● **Что сделать**
Продолжите приведенный ниже текст о фильме Германа «Хрусталев», начиная сразу после его последнего предложения.

● **Исходный текст**
Вера ИВАНОВА
В "Хрусталеве" собрано все кино



В выступлении перед премьерой в Доме кино и в нескольких интервью Герман так настаивает на простоте и ясности своего текста, как убеждают в чем-то противников по борьбе в период временного затишья или перемирия. И так, как отводят удар от наиболее уязвимых, незащищенных мест или от опорных точек. С автором уже многие согласились. Из интересных мнений: изложенная история настолько наша, собственная, уникальная, что иноплеменным-иноязычным не понять, отсюда и каннский неуспех, и первоначальное раздражение. Словно у французов не было Алжира, у американцев — охоты на ведьм, у англичан — ирландцев и т.д. И словно все вместе не сдавали Сталину советских военнопленных, и не только военнопленных. Да и не в том дело, у кого что было, у кого чего не было. Вот спишем у П.А.Вяземского: «Иностранцы могут не понять ясно указаний на нравы, могут не понять особенностей и, так сказать, своеобразной речи. Но это все внешние принадлежности: а человека, если человек верно выведен, иностранцы поймут. Есть общий нравственный человеческий язык удобопонимаемый мимо [лексико<нов>] интернациональных [языков] словарей. Скупого, созданного, или списанного Мольером с натуры, на какой язык ни переводи, он [в] на всякой сцене получит право гражданства»*.  Просто не всё и не всем хочется понимать. Однако французы и все остальные обитатели пяти шестых земной поверхности действительно могли не уловить включений в фильм многих знаков русскоязычного кино и персонажей нашей сегодняшней жизни.

● **Записи разметки ограничивающих рамок**
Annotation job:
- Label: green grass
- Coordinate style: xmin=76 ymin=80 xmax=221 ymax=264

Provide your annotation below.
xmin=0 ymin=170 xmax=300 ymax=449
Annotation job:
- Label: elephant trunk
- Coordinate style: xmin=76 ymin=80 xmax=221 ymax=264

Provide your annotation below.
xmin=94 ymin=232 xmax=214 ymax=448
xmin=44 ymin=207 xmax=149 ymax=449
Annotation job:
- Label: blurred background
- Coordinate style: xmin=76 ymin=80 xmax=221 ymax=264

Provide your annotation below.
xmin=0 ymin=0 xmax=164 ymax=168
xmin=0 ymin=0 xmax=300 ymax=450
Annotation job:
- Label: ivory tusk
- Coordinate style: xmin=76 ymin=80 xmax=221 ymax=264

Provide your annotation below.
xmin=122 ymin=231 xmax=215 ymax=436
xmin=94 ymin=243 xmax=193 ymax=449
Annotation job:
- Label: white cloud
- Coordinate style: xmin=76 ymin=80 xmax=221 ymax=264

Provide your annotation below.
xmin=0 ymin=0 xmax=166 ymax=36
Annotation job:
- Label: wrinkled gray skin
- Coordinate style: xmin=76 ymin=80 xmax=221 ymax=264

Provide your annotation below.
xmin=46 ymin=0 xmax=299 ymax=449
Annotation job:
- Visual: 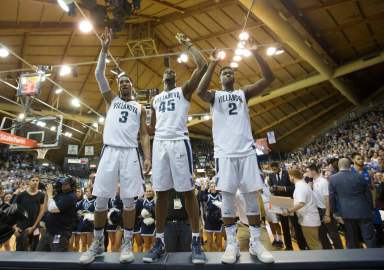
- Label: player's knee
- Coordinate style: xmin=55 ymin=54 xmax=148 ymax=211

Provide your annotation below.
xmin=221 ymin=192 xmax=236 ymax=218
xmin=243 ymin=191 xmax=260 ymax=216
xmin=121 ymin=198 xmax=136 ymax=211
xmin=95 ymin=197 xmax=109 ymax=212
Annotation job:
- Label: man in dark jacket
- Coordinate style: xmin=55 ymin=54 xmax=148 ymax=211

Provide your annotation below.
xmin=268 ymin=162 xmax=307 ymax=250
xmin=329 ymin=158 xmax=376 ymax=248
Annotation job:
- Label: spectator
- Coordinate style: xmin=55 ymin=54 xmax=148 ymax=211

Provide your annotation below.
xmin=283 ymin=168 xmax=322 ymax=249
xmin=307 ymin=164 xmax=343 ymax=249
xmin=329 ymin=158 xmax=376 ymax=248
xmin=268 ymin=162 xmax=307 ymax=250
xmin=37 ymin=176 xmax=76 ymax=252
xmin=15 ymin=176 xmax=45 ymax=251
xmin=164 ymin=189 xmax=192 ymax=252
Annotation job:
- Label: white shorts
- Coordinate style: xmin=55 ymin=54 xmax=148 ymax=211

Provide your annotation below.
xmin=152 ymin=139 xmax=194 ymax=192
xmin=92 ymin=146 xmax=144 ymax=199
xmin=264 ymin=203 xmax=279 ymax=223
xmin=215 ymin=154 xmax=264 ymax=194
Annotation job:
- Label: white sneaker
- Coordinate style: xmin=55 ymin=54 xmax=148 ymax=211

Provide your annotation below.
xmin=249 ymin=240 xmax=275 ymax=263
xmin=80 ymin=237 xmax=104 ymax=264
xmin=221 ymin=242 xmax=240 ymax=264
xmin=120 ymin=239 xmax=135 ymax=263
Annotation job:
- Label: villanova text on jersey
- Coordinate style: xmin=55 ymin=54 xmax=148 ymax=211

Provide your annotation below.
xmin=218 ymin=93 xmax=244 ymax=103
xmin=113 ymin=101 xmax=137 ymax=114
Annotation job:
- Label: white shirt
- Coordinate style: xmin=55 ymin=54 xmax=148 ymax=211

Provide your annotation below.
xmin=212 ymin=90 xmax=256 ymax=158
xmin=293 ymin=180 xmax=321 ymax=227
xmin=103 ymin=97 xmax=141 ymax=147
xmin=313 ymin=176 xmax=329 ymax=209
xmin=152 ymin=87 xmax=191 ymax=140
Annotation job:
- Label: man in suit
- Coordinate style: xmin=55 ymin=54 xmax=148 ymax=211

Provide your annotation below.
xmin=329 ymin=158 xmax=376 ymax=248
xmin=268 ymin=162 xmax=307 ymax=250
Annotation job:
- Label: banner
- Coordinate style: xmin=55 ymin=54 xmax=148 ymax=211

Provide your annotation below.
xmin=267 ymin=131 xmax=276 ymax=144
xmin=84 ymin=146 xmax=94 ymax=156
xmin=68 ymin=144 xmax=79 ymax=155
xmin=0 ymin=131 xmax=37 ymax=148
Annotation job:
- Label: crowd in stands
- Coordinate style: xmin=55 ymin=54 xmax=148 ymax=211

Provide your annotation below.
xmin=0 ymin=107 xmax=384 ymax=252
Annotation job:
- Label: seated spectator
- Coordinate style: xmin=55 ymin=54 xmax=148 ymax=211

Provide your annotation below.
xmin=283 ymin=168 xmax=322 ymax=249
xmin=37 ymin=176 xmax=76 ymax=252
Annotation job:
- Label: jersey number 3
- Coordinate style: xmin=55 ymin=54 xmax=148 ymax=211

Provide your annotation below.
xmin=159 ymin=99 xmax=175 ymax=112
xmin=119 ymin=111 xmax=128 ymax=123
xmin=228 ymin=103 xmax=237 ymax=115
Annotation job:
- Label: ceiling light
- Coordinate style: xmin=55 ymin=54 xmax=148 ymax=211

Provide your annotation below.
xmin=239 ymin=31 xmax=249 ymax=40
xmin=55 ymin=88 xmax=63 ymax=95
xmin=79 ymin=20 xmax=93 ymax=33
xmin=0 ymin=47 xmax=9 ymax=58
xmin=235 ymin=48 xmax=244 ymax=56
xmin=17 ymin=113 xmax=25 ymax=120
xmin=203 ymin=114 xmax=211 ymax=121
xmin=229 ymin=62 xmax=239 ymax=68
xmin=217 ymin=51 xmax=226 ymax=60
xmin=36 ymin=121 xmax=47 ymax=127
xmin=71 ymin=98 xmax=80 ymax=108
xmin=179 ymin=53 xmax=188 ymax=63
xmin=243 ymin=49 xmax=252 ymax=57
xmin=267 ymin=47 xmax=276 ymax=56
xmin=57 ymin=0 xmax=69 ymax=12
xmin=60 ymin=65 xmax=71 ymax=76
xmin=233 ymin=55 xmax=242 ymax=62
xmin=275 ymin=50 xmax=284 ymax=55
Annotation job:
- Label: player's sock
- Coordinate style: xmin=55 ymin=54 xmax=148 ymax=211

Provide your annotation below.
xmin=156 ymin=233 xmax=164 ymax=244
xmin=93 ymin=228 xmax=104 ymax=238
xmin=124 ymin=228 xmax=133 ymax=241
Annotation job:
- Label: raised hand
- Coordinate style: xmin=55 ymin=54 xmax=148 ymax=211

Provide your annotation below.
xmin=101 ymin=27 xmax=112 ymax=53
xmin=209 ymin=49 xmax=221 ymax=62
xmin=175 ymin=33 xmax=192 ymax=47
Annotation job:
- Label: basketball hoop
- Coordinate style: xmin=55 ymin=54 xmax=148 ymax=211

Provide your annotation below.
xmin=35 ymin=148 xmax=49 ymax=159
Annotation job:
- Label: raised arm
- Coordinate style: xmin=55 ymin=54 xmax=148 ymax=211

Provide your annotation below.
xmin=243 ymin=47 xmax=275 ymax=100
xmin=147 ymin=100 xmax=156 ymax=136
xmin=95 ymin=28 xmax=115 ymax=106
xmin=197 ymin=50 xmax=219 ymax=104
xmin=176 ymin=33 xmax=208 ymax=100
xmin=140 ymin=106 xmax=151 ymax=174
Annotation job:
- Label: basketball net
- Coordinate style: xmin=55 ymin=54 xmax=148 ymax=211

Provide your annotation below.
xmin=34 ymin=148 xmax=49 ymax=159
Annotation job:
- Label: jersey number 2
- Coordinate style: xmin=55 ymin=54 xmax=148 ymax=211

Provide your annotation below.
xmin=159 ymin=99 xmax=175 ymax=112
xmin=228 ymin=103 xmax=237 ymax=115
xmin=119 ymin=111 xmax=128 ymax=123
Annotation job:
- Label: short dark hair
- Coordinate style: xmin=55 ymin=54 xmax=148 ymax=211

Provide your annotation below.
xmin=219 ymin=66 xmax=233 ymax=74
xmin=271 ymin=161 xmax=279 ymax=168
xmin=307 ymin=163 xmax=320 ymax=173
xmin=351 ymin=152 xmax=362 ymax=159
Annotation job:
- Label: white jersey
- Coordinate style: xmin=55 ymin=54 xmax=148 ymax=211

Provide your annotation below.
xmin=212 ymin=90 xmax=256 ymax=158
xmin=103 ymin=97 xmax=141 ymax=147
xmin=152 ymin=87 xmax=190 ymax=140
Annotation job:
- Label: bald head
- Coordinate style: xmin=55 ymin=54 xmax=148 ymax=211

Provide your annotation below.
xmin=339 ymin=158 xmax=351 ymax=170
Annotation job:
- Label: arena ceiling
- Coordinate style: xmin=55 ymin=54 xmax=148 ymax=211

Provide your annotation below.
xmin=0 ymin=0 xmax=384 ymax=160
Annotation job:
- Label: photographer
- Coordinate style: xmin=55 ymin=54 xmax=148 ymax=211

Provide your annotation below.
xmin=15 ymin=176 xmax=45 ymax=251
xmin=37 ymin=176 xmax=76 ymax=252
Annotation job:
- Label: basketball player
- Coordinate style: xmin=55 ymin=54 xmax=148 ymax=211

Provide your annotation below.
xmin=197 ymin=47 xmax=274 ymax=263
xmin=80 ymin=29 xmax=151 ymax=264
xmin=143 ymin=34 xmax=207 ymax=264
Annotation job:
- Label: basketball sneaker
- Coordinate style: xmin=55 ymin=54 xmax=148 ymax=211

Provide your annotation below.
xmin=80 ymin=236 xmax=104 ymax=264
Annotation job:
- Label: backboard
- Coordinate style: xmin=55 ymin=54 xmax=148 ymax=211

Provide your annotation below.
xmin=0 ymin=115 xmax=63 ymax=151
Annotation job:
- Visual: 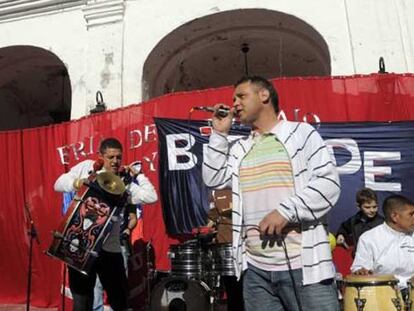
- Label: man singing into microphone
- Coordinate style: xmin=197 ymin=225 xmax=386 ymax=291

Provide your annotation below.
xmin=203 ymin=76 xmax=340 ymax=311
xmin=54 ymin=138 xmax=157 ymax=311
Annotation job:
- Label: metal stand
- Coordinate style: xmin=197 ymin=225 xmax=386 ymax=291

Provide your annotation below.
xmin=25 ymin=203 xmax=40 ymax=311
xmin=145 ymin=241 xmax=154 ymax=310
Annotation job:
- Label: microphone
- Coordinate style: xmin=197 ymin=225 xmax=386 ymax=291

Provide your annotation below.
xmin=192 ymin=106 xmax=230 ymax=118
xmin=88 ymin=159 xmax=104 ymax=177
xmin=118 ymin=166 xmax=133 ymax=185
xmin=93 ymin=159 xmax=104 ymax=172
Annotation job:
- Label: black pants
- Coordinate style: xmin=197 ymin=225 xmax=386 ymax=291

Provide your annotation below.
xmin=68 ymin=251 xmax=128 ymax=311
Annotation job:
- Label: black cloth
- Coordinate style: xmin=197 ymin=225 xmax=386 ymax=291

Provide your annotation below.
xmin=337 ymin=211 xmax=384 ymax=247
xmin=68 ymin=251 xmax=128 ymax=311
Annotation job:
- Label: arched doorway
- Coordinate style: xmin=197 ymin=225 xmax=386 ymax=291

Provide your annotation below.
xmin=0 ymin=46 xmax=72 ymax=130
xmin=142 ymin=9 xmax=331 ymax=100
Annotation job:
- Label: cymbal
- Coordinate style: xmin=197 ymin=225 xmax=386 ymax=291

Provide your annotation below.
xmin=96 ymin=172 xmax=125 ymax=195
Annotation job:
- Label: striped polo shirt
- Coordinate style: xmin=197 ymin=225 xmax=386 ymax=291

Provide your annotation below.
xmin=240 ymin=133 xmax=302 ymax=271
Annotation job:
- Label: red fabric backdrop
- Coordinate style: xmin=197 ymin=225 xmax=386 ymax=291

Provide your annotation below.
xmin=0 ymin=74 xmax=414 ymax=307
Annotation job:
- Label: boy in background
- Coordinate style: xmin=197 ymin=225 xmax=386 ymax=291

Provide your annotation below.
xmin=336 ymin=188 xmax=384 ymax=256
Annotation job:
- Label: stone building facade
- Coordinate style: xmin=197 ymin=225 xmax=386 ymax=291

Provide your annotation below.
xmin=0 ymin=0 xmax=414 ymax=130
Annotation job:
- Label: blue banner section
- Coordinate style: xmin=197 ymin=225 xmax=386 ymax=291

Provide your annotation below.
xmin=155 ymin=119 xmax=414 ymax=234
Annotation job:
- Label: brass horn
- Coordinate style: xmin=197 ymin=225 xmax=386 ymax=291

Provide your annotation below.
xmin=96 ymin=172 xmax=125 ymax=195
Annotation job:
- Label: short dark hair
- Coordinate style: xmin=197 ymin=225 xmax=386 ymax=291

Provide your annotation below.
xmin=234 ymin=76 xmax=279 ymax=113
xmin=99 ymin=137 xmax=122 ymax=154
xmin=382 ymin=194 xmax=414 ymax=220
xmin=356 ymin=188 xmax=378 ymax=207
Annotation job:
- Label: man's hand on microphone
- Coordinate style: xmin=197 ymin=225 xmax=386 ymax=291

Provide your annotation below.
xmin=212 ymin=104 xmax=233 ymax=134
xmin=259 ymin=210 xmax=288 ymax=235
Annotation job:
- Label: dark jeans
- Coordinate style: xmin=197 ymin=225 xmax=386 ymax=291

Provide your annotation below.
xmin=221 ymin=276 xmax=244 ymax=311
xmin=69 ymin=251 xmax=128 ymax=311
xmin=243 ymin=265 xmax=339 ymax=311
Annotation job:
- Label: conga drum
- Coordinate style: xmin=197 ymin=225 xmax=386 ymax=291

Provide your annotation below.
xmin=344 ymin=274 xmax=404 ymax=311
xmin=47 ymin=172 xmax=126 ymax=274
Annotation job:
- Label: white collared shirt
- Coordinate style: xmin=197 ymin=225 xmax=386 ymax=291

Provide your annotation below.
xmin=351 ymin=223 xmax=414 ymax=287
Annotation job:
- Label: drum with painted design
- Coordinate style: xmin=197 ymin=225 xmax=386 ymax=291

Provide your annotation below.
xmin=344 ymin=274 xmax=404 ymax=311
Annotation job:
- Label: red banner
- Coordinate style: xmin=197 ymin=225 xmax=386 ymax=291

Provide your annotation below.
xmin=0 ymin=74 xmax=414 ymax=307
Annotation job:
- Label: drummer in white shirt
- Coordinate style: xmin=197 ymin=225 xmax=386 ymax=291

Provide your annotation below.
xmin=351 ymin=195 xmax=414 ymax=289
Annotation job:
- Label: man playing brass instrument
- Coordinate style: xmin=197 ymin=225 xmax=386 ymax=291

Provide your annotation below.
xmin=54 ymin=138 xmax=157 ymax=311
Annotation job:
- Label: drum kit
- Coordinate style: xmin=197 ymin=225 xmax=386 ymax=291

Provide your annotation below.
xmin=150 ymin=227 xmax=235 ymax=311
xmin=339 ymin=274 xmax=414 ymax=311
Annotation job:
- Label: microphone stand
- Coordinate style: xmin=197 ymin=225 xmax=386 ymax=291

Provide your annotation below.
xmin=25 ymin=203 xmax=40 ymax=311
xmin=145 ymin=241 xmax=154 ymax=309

● **Ответ**
(Собственно языковые непереводимости тоже есть. Взять хоть название. «Хрусталев, машину!» ничего особенного не обозначает, так, обычный приказ-команда начальника шоферу. На французский без изысков не переведено даже, а перенесено: «<фамилия>, voiture!» Не исключено, что зарубежные боссы иначе обращаются к подчиненным. Ясно одно: проходная реплика маркирует картину. Но почему? Как бы ни звучала эта команда — именно звучала, поскольку существует только в устном варианте — в иноязычной среде, на русское-то ухо она не несет в себе ни неожиданности, ни конфликта. Где-то промелькнула информация, что Хрусталев — реальная фамилия реального шофера. Но и это почти ничего не объясняет. Почти — потому что много в прошлом было сказано о сугубом пристрастии Германа к подлинной вещи. Старые гимнастерки в «Двадцати днях без войны», домашние предметы в «Лапшине» и т.п. Теперь вот к настоящему имени физически существовавшего лица. Это небезусловная догадка, но отчасти вроде бы обоснованная. Вот еще одно осторожное предположение. Конфликт в двучлене «Хрусталев, машину» все-таки имеется. Прозрачность, ломкость, беззащитность — и масса, некая мощь, лошадиные силы. Это — на слух, впроброс, без акцента. Может, это противостояние не считывается с экрана, но вчитывается достаточно легко.)
Картина Германа создавалась долго, что и видно. По лицам, включенным в изображение, по протяженности и напряжению сквозных силовых линий и стропов, образующих сверхсюжет.
Бедняку-неудачнику всё в убыток, избранным всё в прирост. Даже плохая погода. Подразумеваются финансовые затруднения и прочие причины оттяжек.
Несколько слов о лицах. Кроме неизвестного широким массам Хрусталева, о котором мы теперь узнали понаслышке, экран населен гражданами вполне узнаваемыми.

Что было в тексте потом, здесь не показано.